--- WHAT THE EXERCISE ASKS ---
Please list every distinct year mentioned in the Kevin Rudd biography below, in the order each first appears.

--- EXCERPT TO READ ---
Kevin Michael Rudd (born 21 September 1957), Australian politician, has been a Labor member of the Australian House of Representatives since 1998, representing the Division of Griffith, Queensland.

Rudd was born in Nambour, Queensland, and graduated with an arts degree with the University of Queensland. He then studied Chinese (in which he is fluent) at the Australian National University. In 1981 he joined the Australian Diplomatic Service, where he served until 1988.

In 1988 Rudd was appointed Chief of Staff to the Labor Opposition Leader in Queensland, Wayne Goss, a position he held until 1991, when Goss, by now Premier, appointed him Director-General of the Cabinet Office. These positions gave him experience of a wide range of domestic issues in addition to his experience in foreign affairs.

When the Goss government lost office in 1995, Rudd was hired as a Senior China Consultant by the accounting firm KPMG Australia. He held this position while he unsuccessfully contested the federal seat of Griffith at the 1996 federal election. In 1998 he contested the seat again, successfully.

--- ENTRIES ---
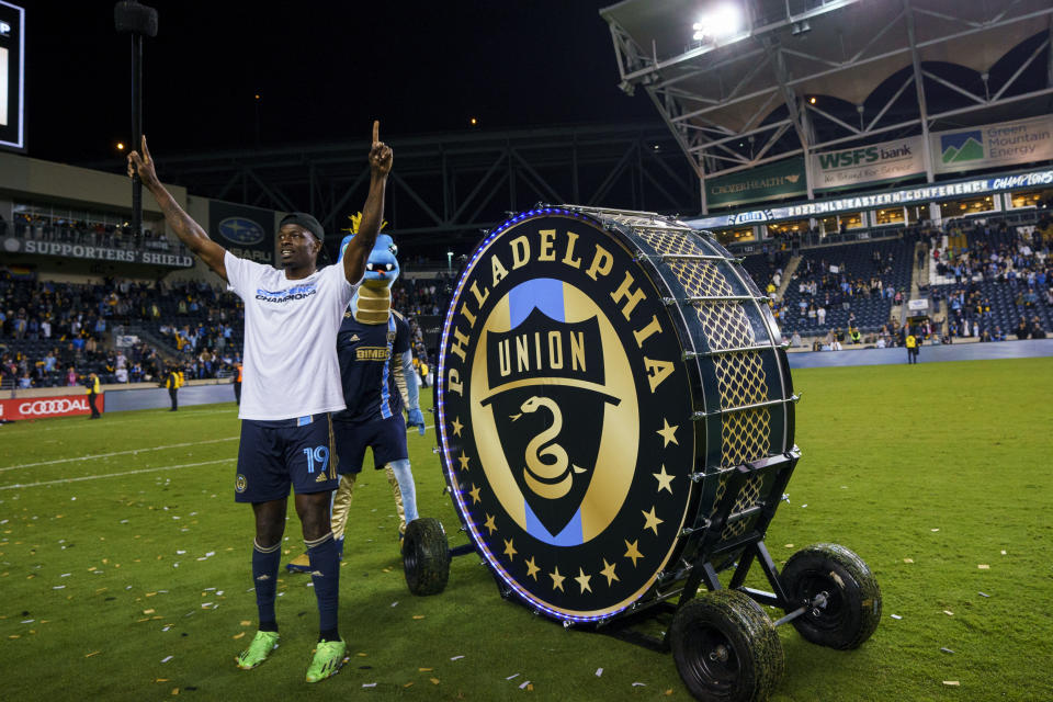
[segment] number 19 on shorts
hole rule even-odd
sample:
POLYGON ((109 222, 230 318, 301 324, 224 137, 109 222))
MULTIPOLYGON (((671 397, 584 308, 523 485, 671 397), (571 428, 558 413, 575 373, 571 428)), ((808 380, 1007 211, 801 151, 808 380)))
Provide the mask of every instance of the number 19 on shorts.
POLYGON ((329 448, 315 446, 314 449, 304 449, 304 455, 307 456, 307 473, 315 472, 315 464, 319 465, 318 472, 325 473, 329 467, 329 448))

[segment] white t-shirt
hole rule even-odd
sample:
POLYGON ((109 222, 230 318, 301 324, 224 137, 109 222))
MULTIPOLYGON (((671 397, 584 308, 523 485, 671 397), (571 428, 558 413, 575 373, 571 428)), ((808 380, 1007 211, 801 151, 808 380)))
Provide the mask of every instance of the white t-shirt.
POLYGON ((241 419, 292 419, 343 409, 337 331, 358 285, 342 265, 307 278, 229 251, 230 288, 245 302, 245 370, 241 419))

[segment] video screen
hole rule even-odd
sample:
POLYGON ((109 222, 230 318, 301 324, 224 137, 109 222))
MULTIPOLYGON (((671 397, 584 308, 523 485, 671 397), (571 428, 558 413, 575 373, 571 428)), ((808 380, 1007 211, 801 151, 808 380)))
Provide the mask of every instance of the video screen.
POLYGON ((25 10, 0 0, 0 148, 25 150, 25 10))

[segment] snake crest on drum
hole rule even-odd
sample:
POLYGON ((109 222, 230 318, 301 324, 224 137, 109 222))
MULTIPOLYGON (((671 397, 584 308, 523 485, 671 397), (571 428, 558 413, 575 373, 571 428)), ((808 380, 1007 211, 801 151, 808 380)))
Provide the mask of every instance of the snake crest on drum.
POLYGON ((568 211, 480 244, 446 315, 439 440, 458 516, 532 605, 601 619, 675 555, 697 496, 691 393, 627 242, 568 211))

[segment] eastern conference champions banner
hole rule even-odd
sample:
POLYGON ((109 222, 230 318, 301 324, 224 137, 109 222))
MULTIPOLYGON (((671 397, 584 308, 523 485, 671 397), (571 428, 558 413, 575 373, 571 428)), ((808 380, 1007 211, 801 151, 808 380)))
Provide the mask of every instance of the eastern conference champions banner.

--- ANSWER FOR THE TASK ---
1957, 1998, 1981, 1988, 1991, 1995, 1996